> _Required action_: Pictures aside, write every record out again word for word.

----- Supplied records -----

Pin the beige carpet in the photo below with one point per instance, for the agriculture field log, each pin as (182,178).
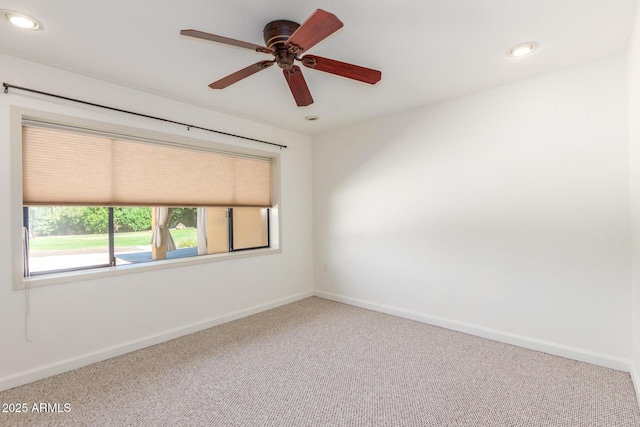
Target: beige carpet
(321,363)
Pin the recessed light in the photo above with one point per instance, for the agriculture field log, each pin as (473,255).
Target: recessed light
(522,49)
(21,20)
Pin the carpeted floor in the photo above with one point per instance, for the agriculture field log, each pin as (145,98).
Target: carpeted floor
(320,363)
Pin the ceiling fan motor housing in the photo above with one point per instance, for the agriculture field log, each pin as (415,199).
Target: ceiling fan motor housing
(275,34)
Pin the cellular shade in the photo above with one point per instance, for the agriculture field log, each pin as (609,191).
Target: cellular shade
(64,167)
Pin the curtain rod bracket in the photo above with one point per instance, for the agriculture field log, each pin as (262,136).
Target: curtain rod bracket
(9,85)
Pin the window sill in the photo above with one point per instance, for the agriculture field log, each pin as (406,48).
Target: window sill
(106,272)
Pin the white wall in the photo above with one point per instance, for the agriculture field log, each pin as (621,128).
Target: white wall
(77,323)
(504,213)
(634,153)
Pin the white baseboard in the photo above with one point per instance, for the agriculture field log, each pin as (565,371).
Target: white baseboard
(56,368)
(574,353)
(635,379)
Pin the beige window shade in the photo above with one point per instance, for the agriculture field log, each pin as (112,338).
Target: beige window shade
(63,167)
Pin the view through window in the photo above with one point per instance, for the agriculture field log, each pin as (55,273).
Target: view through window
(66,238)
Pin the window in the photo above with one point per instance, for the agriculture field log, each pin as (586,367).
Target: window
(95,199)
(64,238)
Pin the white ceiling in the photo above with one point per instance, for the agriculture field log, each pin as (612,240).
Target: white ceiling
(427,50)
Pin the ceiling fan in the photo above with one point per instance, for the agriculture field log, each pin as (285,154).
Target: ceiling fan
(286,40)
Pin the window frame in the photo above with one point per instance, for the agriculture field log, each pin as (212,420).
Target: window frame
(18,114)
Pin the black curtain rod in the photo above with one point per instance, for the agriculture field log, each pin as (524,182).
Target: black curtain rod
(8,86)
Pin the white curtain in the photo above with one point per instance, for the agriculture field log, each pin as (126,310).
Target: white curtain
(202,230)
(25,252)
(162,216)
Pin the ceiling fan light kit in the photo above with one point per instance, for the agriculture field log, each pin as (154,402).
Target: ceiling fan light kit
(286,40)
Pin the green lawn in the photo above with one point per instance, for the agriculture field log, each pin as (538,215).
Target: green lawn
(86,241)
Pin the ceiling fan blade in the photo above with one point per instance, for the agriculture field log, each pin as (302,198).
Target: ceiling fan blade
(224,40)
(350,71)
(241,74)
(317,27)
(298,86)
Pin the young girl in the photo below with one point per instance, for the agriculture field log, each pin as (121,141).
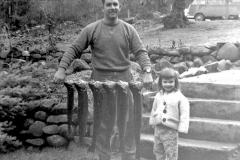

-----

> _Written answer_:
Pin the beige carpet in the photo below with one point per instance, for the agriculture field log, each pin as (182,178).
Target: beige carpet
(321,363)
Pin the recessed light in the photo above with one point per instance, for the agriculture field log, each pin as (473,255).
Target: recessed light
(522,49)
(21,20)
Pin the carpeted floor in the photo above with one point per instance, for the agriculture field log, each pin as (145,98).
Target: carpeted floor
(320,363)
Pin the ceiling fan motor housing in the photo above with one point per instance, for the agriculture field log, each pin as (415,199).
Target: ceiling fan motor housing
(275,34)
Pin the cellular shade in the photo above with one point per instance, for the agriculture field log, each pin as (609,191).
Target: cellular shade
(64,167)
Pin the curtain rod bracket in the photo above with one point per instance, for the agriculture field log, each pin as (262,136).
Target: curtain rod bracket
(9,85)
Pin the window sill in the photo above with one point per instance, for the agriculture field log, each pin as (406,48).
Target: window sill
(106,272)
Pin the white wall in the photo above with one point per instance, for the agriculture field log, each pin as (621,128).
Target: white wall
(77,323)
(504,213)
(634,153)
Pin the white baseboard in the photo above with one point per instance, for the agriculture field log, each pin as (565,371).
Target: white baseboard
(56,368)
(574,353)
(635,379)
Pin the beige window shade in the photo above with one point per instance, for the agriculture field log, each pin as (112,338).
Target: beige window shade
(63,167)
Pin the view through window in the photo above with one point per instance, for the agriculture field log, each pin as (55,273).
Target: view through window
(66,238)
Pin the window in the photo above with one point per instance, for the agriculture field log, each pin as (586,367).
Target: window
(95,199)
(64,238)
Pin the white ceiling in the photo above with one point per instance, for the agriculture field log, each pin as (612,240).
Target: white ceiling
(427,50)
Pin the ceiling fan in the photo above with one point per instance, for the agriculture field log, each pin as (285,154).
Target: ceiling fan
(286,40)
Pin the window frame in the photo above with one point per instance, for the agriculture field log, each pin as (212,420).
Target: window frame
(18,114)
Pin the black curtain rod in the photo above with one point per instance, for the agriculture field log, each pin as (524,182).
Target: black curtain rod
(8,86)
Pin the white curtain in the photo above with one point per instance, for the agriculture field log, each pin as (126,310).
Target: white curtain
(202,230)
(25,252)
(162,216)
Pin the ceiling fan light kit in the photo above with one point per instance, for the agriculture field log, each pin as (154,402).
Target: ceiling fan light kit
(286,40)
Pin the green lawn in the photo above with one point per instance, for the agriculture field log, each pin as (538,215).
Target: green lawn
(86,241)
Pin the ceiling fan blade in the photo above with one point per instance, for the agriculture field log, each pin as (302,198).
Target: ceiling fan blade
(224,40)
(350,71)
(241,74)
(317,27)
(298,86)
Pin the young girl in the photo below with one point per instance, for the agriculture field log, each pin as (121,141).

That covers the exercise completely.